## start Data
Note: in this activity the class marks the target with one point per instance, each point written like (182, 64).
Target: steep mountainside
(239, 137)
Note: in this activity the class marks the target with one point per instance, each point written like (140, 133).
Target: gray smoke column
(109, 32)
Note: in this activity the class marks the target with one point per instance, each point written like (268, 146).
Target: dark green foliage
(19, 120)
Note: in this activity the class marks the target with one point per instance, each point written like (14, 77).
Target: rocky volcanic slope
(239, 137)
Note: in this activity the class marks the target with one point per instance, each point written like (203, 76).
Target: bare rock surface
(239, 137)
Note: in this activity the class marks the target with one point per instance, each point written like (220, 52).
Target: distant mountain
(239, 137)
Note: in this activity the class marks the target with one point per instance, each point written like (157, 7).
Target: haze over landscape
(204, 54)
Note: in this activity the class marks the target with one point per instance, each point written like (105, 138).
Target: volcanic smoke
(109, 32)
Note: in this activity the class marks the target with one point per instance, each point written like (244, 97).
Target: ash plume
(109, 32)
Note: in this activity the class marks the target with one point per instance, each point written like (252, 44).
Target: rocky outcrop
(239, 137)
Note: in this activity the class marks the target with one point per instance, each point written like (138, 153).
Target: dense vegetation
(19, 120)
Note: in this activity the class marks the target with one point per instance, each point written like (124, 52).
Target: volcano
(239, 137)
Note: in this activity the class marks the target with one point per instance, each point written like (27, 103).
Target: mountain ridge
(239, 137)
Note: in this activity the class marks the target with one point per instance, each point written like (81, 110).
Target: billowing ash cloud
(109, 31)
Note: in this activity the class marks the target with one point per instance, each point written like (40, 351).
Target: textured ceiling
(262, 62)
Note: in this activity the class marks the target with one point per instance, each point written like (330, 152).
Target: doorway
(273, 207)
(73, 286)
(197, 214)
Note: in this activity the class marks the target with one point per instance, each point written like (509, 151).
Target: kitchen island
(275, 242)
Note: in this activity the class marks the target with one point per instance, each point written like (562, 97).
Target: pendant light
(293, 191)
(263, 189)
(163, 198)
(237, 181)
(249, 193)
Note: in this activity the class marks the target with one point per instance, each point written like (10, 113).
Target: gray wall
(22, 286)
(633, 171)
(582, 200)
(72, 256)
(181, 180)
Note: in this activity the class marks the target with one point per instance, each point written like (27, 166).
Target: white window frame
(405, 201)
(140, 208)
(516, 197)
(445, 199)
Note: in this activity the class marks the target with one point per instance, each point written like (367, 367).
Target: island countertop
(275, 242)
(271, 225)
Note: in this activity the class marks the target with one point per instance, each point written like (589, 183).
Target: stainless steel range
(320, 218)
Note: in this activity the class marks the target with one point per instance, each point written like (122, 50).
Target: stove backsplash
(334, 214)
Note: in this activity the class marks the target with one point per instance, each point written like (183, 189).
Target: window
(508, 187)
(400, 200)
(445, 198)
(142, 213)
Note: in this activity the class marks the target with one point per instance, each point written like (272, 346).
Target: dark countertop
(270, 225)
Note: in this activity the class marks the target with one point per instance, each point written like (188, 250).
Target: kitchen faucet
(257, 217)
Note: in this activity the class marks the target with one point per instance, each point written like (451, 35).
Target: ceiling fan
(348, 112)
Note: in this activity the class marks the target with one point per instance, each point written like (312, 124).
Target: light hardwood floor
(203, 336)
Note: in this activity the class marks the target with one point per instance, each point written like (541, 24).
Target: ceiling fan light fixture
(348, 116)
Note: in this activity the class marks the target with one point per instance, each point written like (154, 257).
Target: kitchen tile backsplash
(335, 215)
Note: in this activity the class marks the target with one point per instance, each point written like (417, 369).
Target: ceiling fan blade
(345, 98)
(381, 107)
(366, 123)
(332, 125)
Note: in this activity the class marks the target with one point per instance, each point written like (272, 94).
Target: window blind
## end Data
> _Directions for this task_
Reproduce verbatim the portion of the items that begins with the line containing "like (417, 369)." and runs through the final line of the items, including both of those lines.

> _Exercise response_
Note: in this activity the class marks the target with one point per instance, each point written like (417, 369).
Target: ceiling fan blade
(345, 98)
(381, 107)
(366, 123)
(332, 125)
Note: in this activity the class marks the target with one point per instance, each point written like (272, 94).
Target: window blind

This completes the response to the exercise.